# Text
——

Diese Aussage stimmt, denn es ist die Gewinnung des Blutstropfens, der für diese Messung benötigt wird, der schmerzt. Stechhilfen sollen die Lanzette bei der Auslösung so in die Haut “einschießen”, dass ein minimales Loch gestochen wird, aus dem ein ausreichend großer Blutstropfen austritt. Diese Bewegung muss gut kontrolliert ablaufen, um den Einstichschmerz zu minimieren. Die Gestaltung der Nadelspitze, die Politur der Nadeloberfläche und die Minimierung von Vibrationen beim Einstich sind entscheidende Faktoren, um den Schmerz zu reduzieren.
Eigentlich sollte die Stechhilfe (= die Lanzette) von den Patienten regelmäßig gewechselt werden, um ein Abstumpfen der Nadel und ein dadurch verstärkter Schmerz beim Einstechen zu vermeiden.
Dieser Wechsel verlangt allerdings bei vielen Stechhilfen gewisse Handhabungsfähigkeiten und ist zudem zeitaufwendig, von den Kosten ganz zu schweigen.
Viele Patienten werden wohl in die Auswahl der Stechhilfe nicht eingebunden, sie bekommen eine in die Hand gedrückt oder sie verwenden diejenige, die dem Messsystem beigepackt ist.
Dies bedeutet auch, sie bekommen die Stechhilfen ohne gründliche Einführung und Schulung in der optimalen Nutzung.

——

# Rohdaten
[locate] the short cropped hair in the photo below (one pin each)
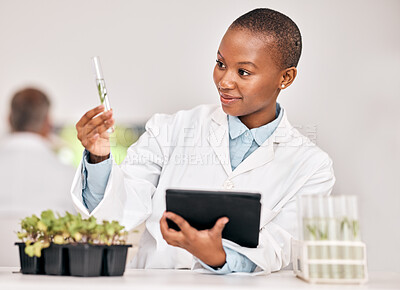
(29, 110)
(286, 41)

——

# Aufgabe
Beantworte drei Fragen zum Text über Stechhilfen:
1. Welche drei Faktoren nennt der Text als entscheidend, um den Schmerz beim Einstich zu reduzieren?
2. Was soll ein regelmäßiger Wechsel der Lanzette vermeiden?
3. Welche Stechhilfe verwenden viele Patienten, die nicht in die Auswahl eingebunden werden?

# Antwort
1. Die Gestaltung der Nadelspitze, die Politur der Nadeloberfläche und die Minimierung von Vibrationen beim Einstich.
2. Ein Abstumpfen der Nadel und einen dadurch verstärkten Schmerz beim Einstechen.
3. Eine, die ihnen in die Hand gedrückt wird, oder diejenige, die dem Messsystem beigepackt ist.